▶ Work instruction:
Should the word "black" occur in a line of the records, copy that line.

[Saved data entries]
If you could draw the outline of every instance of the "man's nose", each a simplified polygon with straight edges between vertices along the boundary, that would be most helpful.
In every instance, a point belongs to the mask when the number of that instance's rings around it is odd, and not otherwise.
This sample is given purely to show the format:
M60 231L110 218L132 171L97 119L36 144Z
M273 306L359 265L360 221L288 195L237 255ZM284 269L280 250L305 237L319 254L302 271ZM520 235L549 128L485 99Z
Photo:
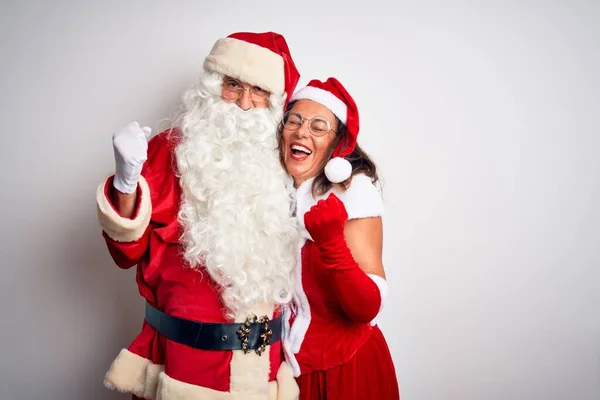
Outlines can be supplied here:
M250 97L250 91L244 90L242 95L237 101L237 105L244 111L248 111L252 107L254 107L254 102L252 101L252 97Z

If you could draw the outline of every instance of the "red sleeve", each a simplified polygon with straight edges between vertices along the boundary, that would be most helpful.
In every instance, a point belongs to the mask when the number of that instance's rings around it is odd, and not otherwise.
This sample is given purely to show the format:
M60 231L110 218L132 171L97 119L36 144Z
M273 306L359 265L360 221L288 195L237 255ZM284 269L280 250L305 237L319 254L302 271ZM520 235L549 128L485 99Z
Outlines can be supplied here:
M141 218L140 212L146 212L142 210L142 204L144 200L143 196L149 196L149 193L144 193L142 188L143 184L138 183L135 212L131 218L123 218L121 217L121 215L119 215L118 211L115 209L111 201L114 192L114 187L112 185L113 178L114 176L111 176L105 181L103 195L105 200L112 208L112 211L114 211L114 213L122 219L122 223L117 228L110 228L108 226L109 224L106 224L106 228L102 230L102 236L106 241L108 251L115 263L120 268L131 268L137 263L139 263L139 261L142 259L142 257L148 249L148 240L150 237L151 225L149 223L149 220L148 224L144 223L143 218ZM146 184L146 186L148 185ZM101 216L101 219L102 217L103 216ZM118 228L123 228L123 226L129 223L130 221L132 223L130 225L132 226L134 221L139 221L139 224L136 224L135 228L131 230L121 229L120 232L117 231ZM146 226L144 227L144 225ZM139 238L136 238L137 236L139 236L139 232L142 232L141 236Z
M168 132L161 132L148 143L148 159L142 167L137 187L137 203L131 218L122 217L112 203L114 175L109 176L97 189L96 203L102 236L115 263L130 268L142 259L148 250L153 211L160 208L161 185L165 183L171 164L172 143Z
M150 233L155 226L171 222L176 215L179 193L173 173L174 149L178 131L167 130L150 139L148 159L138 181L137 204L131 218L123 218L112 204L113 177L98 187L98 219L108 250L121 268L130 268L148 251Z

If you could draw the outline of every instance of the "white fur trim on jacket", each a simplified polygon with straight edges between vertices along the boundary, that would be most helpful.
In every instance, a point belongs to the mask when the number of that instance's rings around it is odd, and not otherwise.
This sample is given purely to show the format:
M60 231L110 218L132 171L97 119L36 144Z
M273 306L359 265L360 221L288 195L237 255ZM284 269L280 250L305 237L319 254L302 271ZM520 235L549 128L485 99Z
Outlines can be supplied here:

--

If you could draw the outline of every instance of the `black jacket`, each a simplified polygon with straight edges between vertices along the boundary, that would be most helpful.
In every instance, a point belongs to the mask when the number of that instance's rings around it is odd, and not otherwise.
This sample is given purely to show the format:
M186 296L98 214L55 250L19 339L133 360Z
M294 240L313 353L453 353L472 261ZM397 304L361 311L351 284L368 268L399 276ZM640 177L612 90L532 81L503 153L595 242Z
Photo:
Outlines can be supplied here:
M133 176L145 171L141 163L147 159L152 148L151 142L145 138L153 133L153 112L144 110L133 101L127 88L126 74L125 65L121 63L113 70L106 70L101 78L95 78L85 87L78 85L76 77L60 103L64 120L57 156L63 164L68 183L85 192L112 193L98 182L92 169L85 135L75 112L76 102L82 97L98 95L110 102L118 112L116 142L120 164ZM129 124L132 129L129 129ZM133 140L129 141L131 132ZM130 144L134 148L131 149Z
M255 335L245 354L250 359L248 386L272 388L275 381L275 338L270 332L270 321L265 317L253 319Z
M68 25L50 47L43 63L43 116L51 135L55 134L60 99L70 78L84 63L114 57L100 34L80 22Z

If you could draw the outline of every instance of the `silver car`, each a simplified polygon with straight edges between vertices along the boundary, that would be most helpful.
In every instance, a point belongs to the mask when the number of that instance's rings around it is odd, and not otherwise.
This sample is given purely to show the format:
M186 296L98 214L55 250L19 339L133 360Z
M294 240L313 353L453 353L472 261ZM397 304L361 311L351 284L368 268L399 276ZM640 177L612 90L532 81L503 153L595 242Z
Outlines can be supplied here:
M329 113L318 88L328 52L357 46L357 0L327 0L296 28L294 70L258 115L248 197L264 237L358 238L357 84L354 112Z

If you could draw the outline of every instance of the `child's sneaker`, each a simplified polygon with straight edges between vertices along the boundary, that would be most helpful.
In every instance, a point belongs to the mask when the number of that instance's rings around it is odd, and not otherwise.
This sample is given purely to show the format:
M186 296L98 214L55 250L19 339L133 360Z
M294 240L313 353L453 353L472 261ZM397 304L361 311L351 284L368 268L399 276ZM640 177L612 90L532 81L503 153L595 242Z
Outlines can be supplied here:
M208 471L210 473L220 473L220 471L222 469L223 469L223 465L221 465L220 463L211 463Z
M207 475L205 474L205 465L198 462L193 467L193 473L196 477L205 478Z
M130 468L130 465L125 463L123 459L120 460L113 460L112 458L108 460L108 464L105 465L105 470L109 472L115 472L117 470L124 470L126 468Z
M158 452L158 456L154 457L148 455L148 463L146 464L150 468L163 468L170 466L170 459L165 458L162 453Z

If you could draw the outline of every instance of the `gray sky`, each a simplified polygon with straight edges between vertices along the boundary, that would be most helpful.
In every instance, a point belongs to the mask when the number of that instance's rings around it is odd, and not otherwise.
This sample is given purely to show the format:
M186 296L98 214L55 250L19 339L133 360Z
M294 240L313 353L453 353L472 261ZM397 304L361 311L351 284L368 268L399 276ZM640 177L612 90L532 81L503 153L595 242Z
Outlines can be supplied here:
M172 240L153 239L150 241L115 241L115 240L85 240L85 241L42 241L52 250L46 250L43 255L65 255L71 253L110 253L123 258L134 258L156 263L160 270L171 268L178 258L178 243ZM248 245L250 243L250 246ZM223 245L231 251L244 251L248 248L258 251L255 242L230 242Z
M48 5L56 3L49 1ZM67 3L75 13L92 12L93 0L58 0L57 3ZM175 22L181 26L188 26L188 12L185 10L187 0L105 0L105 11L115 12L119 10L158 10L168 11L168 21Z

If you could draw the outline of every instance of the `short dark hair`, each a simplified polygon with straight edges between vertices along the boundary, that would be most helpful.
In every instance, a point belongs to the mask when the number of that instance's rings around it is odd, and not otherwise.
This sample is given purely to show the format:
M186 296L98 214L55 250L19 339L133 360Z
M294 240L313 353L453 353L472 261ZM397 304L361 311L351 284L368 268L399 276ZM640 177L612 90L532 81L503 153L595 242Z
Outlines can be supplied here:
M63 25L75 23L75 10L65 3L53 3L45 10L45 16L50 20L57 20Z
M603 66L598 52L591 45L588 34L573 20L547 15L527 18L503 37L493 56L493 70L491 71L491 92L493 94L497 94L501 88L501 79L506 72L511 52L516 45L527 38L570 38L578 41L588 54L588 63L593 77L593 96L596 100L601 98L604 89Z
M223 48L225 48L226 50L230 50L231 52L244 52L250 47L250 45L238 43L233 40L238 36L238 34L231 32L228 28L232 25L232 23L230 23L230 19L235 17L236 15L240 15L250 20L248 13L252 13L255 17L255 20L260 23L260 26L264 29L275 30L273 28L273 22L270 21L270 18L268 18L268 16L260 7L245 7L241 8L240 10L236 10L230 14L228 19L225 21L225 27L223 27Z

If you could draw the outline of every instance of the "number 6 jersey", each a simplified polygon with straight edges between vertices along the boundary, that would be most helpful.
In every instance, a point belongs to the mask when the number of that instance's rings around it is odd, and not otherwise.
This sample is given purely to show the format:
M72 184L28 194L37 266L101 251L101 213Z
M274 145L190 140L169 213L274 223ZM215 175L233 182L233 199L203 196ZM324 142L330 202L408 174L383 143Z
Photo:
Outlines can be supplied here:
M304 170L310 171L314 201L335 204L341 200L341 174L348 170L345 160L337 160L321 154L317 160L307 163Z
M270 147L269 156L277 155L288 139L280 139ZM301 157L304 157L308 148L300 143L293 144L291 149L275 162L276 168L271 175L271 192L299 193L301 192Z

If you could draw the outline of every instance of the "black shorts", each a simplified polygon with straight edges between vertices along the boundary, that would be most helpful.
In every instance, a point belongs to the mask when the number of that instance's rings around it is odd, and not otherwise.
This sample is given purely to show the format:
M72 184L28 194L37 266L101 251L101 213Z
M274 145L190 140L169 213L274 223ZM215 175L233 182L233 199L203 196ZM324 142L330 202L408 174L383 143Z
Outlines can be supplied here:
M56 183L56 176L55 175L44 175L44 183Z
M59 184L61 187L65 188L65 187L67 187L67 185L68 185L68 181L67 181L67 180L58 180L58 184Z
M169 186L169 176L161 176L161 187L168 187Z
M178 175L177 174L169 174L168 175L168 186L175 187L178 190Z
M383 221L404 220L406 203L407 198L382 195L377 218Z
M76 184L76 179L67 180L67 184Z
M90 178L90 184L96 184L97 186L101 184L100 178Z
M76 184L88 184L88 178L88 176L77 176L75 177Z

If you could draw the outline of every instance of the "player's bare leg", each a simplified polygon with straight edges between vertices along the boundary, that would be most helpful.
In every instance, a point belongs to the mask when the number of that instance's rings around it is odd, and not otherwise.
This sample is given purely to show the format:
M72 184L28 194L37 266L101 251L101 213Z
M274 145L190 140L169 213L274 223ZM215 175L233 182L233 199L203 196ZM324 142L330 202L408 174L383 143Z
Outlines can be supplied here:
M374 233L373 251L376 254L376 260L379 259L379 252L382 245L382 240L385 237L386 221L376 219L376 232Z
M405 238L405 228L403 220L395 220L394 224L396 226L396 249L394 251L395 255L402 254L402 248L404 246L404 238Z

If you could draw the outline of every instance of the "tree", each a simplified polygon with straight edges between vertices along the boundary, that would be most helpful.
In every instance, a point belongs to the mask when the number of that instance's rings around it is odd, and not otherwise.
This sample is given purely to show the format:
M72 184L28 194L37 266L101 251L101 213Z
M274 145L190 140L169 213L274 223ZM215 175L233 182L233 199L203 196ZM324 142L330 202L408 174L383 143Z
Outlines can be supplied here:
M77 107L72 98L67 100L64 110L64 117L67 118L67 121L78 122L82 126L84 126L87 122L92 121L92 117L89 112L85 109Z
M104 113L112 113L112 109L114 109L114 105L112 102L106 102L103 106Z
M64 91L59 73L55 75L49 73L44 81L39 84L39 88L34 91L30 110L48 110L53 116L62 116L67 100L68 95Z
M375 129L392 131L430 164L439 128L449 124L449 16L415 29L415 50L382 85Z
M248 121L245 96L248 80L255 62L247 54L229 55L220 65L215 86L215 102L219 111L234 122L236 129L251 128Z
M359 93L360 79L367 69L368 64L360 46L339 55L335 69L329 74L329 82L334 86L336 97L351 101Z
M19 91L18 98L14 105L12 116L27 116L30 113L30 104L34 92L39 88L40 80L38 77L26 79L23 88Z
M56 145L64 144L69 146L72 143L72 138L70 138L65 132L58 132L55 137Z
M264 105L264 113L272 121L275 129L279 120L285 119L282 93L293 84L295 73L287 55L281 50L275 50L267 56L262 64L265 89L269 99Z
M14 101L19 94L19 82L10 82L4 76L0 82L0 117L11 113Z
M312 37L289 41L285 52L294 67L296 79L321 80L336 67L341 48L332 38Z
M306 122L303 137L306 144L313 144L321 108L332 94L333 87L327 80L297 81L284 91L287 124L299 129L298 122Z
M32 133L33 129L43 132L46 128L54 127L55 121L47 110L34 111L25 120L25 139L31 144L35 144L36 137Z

▶ Written solution:
If you could draw the outline of every instance of the `black jacket`, each a simplified polygon with straight edges between vertices along the boundary, that would be most helpful.
If you could draw the outline of every instance of the "black shorts", each a simplified polygon with straight edges between vertices along the boundary, that would be most helpful.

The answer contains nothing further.